#### [Exercise brief]
From the entries below, extract each line that contains the word "bird".

-- START OF Records to process --

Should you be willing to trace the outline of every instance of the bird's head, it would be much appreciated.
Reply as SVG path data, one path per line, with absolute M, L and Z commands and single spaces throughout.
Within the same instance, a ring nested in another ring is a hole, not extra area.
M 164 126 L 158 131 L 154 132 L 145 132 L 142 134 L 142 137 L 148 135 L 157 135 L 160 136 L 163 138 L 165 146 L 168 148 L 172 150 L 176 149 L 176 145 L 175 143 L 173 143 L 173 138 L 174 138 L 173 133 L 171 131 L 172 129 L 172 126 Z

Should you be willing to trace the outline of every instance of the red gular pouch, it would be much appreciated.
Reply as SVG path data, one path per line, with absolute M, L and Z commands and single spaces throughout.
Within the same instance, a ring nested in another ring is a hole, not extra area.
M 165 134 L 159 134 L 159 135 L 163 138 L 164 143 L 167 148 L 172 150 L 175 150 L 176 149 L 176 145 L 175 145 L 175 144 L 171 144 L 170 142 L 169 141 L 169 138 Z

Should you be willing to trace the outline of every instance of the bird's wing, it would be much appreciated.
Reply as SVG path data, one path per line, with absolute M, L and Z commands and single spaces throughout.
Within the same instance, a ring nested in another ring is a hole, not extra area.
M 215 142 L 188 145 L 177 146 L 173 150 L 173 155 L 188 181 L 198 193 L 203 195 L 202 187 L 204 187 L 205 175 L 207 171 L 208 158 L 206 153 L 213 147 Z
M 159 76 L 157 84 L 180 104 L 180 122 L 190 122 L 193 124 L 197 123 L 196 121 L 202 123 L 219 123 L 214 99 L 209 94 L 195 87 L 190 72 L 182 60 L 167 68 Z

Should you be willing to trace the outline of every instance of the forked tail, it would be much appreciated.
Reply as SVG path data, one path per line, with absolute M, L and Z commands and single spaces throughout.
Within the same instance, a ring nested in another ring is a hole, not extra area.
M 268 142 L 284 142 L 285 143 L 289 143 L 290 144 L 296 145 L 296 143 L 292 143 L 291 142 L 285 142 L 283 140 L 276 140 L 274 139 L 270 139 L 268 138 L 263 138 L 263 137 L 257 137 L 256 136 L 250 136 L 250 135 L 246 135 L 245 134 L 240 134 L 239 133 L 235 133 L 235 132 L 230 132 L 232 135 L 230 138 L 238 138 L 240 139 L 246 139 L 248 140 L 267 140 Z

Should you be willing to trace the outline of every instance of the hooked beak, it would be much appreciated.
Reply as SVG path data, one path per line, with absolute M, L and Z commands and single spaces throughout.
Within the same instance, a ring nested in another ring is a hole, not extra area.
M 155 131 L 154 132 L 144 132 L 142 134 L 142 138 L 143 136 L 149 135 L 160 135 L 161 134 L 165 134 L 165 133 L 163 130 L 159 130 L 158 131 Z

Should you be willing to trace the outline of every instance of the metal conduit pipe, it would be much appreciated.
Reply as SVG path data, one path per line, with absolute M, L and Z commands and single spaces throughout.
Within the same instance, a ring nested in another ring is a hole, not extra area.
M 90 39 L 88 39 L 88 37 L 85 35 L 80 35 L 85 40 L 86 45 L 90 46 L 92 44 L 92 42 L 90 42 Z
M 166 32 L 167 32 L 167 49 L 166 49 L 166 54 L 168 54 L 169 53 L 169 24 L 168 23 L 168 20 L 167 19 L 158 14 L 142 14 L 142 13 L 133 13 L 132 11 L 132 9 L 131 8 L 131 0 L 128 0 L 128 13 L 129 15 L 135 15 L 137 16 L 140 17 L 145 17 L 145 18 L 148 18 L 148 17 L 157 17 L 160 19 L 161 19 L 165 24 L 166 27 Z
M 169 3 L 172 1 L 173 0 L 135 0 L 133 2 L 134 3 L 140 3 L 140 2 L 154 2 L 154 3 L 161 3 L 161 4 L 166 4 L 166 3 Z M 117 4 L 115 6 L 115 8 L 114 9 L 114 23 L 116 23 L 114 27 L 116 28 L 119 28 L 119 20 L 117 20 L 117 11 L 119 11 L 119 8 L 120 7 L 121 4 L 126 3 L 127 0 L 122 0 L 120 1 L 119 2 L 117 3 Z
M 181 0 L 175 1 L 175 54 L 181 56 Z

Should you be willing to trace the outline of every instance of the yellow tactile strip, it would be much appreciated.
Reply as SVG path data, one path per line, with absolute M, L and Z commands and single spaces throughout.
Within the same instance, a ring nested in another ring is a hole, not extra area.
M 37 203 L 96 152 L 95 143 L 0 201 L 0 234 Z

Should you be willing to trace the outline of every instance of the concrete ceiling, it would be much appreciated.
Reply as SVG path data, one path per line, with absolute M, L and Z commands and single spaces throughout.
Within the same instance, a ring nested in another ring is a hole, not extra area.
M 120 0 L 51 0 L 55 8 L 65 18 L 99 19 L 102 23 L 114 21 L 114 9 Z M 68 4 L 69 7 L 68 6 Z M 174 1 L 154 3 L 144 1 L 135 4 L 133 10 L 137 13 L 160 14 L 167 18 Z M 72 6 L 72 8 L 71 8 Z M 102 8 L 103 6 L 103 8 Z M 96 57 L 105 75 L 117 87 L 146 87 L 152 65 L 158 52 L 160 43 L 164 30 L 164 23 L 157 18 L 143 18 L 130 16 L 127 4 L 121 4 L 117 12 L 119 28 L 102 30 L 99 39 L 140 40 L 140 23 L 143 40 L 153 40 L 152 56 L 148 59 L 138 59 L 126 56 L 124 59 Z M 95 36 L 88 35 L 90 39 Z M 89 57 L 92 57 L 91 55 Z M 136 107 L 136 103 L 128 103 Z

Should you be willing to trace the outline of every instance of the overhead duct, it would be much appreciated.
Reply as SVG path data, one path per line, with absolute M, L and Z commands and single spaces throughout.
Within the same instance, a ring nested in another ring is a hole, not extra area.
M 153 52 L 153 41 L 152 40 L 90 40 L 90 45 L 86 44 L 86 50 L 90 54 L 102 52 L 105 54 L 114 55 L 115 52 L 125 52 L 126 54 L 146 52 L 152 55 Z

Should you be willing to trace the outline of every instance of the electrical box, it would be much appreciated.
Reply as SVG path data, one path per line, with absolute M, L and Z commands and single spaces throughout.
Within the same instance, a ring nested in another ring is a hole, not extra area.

-- END OF Records to process --

#### [Response to this task]
Should you be willing to trace the outline of every instance of the bird's head, it would be much appreciated.
Should you be willing to trace the outline of every instance of the bird's wing, it would be much appreciated.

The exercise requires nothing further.